start SUPPLIED INFORMATION
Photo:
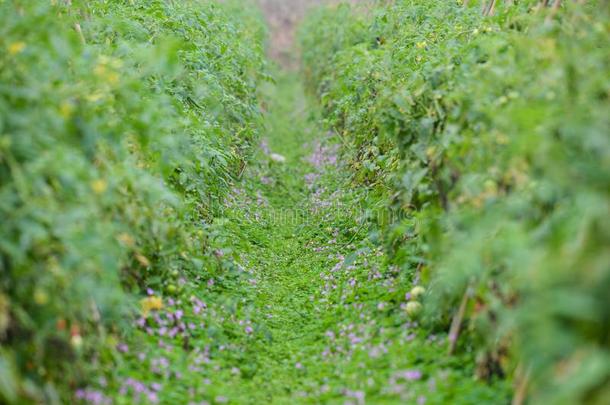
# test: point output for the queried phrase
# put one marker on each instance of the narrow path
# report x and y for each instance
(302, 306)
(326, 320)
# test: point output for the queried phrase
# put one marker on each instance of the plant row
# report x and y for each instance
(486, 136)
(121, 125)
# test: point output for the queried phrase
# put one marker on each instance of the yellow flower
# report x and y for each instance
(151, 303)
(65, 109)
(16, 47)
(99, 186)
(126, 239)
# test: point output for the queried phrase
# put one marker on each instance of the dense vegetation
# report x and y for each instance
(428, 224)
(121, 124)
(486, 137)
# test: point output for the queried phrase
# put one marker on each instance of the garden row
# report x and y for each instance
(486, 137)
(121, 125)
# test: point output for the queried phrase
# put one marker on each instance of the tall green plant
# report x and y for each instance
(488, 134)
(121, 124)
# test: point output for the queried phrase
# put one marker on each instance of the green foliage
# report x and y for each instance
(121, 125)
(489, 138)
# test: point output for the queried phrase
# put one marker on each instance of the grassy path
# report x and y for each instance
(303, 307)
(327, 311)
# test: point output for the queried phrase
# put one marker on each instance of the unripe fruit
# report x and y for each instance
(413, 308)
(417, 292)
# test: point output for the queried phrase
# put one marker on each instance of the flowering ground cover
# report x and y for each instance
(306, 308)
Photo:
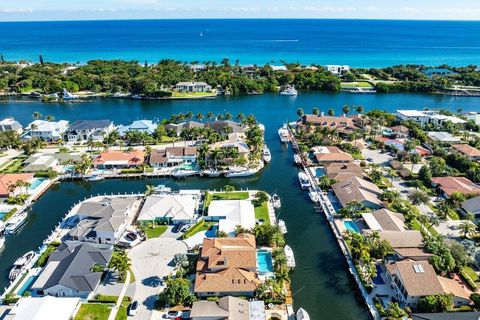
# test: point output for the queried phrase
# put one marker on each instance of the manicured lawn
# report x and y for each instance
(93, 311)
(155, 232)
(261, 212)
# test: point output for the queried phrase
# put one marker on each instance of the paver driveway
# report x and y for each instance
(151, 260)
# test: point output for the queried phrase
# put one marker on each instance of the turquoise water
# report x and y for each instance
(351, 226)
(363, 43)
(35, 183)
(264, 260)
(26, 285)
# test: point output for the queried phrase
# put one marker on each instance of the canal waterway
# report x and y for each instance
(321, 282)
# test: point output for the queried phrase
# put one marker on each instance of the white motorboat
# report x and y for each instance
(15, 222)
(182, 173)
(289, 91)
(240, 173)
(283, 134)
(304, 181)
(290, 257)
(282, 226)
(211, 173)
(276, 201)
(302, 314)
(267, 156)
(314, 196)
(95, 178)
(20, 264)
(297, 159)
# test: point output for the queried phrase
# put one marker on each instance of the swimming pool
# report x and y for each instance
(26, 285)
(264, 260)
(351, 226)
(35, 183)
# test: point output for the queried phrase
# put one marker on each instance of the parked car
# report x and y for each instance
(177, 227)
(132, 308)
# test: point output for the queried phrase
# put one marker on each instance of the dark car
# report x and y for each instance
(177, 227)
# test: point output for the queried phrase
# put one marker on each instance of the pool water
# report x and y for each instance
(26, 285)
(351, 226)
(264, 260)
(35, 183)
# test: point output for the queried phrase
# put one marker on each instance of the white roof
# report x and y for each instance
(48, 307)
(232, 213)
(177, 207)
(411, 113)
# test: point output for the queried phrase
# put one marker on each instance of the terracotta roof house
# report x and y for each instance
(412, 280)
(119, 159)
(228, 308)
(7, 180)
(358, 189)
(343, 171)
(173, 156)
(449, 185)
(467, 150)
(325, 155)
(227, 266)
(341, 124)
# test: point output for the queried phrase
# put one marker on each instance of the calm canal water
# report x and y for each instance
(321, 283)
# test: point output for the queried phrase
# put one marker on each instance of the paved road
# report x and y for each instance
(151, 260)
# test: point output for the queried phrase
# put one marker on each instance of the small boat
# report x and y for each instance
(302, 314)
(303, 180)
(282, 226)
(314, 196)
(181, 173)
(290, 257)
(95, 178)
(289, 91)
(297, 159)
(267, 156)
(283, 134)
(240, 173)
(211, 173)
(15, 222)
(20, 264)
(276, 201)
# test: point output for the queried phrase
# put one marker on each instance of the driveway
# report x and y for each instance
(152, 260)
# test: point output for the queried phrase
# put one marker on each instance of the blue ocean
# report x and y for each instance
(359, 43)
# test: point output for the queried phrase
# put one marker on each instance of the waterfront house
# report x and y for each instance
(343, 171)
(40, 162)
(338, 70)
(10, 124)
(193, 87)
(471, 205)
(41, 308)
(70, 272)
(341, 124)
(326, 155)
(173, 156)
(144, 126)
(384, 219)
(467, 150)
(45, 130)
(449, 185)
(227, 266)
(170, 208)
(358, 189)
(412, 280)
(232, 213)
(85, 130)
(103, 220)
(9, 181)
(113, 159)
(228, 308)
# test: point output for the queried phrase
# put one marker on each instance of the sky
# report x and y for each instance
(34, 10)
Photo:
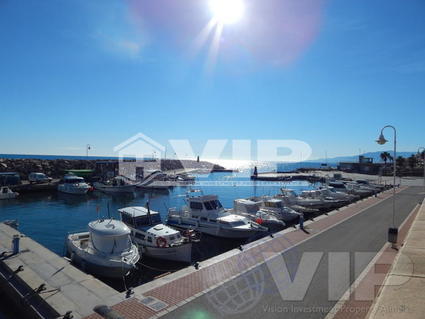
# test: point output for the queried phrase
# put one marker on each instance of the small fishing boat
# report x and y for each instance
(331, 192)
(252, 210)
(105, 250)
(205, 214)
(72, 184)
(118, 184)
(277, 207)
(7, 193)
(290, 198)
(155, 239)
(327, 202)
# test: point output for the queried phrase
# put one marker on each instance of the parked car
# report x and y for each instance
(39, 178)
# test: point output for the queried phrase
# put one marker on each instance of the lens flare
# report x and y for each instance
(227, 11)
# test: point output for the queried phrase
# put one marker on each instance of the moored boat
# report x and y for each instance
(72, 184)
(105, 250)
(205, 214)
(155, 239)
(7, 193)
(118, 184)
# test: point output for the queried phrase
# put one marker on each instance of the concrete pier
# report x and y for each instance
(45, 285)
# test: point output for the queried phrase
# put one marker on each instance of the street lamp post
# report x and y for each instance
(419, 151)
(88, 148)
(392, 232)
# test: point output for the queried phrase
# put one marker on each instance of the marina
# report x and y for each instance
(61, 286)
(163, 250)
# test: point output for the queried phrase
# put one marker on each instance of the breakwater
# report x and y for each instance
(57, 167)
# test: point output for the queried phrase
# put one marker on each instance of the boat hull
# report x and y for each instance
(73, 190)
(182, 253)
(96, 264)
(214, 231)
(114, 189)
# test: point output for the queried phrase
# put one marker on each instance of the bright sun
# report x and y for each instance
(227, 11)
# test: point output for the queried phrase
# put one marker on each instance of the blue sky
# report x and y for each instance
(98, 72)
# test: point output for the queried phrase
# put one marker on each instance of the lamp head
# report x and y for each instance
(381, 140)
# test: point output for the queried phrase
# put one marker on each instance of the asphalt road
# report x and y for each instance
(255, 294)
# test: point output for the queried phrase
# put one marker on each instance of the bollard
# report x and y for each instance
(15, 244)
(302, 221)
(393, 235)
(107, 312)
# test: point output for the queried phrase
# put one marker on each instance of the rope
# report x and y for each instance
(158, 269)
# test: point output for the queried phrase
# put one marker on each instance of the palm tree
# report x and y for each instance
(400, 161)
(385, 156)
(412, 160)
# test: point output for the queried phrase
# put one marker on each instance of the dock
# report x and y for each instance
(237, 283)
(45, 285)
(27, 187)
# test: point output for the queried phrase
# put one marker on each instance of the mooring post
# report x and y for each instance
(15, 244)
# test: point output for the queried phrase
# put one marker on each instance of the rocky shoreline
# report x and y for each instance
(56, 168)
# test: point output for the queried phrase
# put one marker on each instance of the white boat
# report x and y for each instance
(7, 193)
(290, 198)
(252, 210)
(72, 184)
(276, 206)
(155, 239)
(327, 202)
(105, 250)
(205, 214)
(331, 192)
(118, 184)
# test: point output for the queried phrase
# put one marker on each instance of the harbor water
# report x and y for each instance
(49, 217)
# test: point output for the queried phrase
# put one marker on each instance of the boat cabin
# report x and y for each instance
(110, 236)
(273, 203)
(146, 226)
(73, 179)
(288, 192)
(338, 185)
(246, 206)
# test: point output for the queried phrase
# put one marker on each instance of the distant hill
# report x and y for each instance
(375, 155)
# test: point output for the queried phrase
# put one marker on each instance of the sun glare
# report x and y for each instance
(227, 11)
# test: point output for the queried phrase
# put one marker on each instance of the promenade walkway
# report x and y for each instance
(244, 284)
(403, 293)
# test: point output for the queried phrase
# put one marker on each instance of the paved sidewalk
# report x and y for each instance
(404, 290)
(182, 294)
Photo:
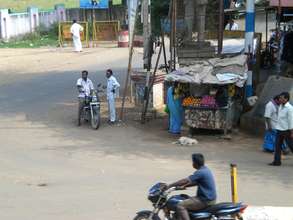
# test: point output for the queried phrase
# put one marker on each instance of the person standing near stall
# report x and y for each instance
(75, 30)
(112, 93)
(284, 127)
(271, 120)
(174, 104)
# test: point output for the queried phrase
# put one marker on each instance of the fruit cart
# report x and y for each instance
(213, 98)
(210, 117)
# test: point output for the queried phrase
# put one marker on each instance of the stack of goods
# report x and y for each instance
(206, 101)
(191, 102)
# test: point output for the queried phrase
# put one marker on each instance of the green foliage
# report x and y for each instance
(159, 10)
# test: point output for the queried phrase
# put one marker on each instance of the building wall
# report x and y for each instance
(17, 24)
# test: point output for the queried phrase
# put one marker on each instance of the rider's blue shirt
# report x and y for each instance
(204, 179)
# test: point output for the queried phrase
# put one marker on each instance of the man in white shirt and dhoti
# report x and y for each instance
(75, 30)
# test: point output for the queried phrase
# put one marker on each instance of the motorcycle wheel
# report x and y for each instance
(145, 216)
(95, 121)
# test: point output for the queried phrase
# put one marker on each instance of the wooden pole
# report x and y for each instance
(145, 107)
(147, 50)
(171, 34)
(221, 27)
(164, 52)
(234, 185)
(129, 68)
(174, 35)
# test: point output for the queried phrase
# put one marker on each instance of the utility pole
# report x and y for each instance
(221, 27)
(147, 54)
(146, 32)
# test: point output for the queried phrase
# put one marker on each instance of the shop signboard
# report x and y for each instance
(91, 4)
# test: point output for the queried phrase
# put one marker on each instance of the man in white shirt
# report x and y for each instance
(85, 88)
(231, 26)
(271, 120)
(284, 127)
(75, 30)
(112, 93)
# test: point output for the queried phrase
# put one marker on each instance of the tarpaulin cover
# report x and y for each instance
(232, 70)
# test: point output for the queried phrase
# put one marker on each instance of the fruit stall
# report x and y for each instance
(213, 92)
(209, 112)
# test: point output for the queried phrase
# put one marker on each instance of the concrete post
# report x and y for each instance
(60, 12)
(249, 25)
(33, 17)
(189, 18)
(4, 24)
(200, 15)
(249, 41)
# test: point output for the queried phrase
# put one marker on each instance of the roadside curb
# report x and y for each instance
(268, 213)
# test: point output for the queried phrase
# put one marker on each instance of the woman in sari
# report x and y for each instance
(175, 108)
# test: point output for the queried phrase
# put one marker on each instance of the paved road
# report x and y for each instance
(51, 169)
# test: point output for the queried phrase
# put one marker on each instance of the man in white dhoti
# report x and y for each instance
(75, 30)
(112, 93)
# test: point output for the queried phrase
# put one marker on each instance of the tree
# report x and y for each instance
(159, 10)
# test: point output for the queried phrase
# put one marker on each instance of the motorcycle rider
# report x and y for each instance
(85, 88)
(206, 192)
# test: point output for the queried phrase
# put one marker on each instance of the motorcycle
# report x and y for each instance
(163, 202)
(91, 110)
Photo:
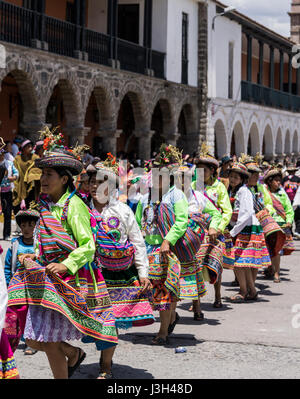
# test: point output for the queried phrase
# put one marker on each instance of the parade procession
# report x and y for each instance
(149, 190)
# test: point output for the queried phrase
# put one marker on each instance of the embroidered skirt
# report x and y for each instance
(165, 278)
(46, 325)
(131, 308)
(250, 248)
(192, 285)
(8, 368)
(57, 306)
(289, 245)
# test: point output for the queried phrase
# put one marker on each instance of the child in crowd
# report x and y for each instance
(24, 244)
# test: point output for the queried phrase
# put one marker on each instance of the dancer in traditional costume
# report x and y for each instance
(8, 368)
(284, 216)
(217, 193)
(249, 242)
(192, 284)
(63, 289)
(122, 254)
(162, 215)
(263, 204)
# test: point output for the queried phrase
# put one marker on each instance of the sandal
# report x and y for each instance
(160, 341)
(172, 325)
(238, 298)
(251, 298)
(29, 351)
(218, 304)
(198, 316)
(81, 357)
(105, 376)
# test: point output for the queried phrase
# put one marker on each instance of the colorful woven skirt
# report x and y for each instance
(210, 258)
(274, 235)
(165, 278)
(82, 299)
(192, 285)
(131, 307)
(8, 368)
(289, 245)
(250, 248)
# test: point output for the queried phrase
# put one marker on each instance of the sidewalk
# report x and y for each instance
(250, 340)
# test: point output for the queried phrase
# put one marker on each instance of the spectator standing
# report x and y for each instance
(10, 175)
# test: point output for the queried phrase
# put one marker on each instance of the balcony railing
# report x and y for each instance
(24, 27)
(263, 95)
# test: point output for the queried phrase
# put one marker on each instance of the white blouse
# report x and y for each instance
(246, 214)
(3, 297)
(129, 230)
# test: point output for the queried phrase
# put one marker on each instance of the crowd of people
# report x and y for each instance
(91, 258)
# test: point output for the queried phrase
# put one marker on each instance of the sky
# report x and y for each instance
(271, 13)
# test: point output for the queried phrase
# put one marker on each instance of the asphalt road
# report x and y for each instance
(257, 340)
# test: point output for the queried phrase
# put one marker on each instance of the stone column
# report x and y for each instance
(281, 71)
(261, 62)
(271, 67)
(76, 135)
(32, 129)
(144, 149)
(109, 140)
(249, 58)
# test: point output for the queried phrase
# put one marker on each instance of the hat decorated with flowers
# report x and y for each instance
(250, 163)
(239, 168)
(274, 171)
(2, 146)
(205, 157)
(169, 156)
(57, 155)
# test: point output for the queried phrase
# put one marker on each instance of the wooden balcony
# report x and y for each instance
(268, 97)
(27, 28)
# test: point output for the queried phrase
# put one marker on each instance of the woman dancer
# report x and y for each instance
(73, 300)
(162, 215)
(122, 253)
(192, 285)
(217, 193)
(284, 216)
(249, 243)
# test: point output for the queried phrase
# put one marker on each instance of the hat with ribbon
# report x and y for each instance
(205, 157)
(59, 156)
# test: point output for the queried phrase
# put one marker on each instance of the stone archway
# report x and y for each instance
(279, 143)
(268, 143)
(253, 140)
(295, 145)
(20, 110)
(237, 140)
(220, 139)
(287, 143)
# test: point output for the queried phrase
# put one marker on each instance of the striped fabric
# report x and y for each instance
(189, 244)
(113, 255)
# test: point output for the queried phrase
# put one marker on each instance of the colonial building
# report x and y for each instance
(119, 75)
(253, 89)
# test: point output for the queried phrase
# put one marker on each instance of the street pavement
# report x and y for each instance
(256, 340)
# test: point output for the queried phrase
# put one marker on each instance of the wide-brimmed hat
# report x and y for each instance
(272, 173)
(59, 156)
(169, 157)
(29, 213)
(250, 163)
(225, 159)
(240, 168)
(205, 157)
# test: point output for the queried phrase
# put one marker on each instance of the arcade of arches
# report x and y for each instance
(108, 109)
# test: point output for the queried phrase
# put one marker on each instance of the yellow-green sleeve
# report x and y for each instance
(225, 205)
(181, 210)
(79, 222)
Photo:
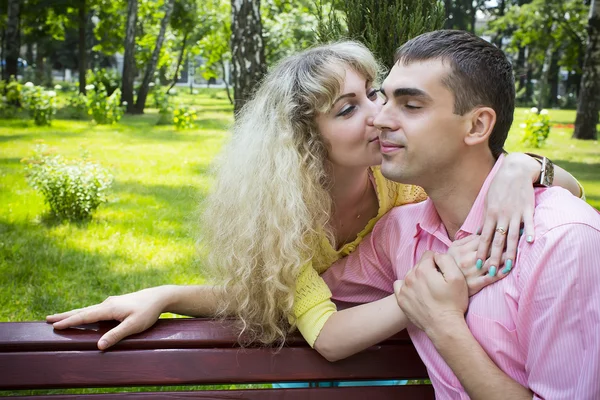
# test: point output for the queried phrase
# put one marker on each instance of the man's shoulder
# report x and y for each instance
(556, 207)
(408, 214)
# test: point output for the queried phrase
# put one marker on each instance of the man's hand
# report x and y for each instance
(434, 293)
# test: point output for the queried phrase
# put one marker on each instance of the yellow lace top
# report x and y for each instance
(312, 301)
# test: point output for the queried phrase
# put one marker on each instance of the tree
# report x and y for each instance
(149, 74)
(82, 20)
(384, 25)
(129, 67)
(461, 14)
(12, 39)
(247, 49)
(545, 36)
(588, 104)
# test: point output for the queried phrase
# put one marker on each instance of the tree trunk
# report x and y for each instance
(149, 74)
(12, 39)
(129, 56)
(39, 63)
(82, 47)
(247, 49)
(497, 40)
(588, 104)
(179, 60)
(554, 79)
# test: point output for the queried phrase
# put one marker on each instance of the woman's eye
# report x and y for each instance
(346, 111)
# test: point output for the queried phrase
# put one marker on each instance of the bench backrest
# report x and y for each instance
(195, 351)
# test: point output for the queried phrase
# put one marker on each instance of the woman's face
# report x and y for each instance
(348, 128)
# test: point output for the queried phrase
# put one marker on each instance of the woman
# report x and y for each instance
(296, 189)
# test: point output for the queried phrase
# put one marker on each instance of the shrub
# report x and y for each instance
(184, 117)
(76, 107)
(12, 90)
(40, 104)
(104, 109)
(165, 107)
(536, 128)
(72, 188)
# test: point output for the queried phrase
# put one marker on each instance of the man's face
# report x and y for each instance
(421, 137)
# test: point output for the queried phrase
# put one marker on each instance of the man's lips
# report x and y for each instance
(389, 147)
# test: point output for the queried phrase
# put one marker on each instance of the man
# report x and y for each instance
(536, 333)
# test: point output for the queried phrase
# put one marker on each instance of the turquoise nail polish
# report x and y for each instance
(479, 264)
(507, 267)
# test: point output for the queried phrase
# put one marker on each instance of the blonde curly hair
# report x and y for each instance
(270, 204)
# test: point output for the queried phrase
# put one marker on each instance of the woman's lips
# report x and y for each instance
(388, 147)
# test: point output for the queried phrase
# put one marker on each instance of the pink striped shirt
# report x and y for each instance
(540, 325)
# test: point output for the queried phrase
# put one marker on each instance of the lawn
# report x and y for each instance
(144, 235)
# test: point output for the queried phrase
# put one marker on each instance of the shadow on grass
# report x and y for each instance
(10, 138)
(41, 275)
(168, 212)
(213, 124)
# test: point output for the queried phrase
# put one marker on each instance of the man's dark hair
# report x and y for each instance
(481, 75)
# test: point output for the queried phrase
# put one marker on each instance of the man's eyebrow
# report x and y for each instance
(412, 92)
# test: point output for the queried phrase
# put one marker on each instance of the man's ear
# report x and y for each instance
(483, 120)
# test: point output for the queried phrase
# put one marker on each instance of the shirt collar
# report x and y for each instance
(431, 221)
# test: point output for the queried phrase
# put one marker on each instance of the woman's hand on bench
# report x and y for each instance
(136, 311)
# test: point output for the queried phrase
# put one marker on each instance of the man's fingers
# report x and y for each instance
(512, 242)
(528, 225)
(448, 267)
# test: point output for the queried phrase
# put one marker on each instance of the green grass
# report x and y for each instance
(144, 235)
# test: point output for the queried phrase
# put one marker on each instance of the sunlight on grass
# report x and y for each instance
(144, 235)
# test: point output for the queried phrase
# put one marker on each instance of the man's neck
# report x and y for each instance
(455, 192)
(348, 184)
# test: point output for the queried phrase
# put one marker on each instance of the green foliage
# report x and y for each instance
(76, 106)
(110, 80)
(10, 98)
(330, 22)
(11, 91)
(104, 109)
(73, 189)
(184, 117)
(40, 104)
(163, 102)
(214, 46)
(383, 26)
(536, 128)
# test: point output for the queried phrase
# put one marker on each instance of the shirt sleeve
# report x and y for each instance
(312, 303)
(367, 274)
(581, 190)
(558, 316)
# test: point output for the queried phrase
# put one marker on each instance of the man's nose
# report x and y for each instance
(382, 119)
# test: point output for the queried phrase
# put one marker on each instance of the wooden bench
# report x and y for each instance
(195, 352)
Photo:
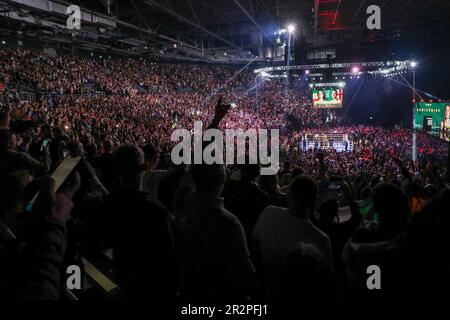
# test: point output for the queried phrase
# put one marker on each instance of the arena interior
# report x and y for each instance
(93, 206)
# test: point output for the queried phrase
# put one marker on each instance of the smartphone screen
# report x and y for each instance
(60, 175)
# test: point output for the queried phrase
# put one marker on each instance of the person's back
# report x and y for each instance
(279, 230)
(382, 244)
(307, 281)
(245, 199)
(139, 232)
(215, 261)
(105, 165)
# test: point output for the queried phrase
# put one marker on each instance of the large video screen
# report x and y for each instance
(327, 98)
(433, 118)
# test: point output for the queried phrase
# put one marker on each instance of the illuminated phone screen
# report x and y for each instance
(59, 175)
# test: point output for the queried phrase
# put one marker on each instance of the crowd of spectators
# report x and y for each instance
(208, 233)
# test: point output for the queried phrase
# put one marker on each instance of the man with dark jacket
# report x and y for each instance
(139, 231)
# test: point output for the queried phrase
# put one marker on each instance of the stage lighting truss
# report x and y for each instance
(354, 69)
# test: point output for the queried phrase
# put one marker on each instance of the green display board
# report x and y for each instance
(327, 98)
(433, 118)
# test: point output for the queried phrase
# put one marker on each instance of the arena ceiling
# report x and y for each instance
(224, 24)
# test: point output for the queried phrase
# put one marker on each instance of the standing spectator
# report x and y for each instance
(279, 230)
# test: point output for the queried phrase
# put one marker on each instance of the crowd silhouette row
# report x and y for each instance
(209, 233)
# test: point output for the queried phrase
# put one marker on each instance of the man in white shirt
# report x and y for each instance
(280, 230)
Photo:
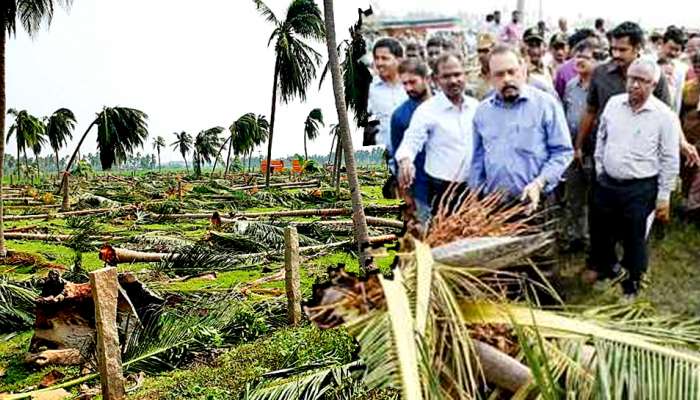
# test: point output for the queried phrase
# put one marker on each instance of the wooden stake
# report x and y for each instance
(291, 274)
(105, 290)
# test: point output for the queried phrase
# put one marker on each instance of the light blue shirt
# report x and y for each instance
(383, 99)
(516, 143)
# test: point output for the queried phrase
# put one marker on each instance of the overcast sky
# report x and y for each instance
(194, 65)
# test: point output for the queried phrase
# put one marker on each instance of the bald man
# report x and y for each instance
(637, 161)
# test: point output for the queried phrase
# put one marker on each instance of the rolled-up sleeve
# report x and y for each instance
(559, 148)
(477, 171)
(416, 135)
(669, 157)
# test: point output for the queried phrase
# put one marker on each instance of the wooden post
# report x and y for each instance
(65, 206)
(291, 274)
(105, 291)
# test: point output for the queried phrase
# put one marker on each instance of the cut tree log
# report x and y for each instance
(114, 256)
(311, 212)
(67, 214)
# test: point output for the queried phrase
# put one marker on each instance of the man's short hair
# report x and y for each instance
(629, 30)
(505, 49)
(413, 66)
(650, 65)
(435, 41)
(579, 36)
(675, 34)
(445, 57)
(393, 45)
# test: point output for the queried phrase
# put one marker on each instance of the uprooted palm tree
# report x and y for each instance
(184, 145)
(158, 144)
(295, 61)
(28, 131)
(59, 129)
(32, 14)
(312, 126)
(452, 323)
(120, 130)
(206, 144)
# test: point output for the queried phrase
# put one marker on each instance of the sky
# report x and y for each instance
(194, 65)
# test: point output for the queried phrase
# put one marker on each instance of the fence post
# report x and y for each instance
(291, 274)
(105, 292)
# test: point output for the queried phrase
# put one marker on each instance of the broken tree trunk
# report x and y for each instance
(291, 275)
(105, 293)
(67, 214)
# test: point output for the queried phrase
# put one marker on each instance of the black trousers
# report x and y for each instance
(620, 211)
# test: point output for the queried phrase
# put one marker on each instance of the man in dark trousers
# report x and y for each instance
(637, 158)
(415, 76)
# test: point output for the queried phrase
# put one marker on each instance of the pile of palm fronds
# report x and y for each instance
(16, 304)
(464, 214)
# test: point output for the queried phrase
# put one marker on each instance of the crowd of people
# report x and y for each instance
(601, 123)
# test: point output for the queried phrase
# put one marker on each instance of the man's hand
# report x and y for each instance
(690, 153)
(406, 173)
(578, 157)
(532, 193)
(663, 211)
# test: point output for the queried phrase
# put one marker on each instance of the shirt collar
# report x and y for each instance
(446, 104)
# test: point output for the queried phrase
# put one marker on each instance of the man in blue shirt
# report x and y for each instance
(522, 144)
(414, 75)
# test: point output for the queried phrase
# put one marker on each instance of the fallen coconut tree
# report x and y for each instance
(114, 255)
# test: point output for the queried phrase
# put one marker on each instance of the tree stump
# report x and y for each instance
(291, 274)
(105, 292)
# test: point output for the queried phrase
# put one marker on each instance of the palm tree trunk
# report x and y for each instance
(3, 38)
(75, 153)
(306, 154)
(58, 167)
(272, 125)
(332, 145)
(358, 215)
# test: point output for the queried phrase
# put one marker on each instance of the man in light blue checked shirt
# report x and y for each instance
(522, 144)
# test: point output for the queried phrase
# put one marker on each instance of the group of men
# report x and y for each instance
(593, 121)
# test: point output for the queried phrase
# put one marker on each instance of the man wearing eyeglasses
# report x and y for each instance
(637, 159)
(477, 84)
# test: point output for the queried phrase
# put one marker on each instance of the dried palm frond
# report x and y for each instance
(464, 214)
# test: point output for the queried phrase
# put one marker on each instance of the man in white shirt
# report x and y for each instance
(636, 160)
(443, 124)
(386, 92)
end SUPPLIED INFORMATION
◆ WORK INSTRUCTIONS
Report how many lines above contain the word "roof". Give only the number.

◆ SOLVED EXERCISE
2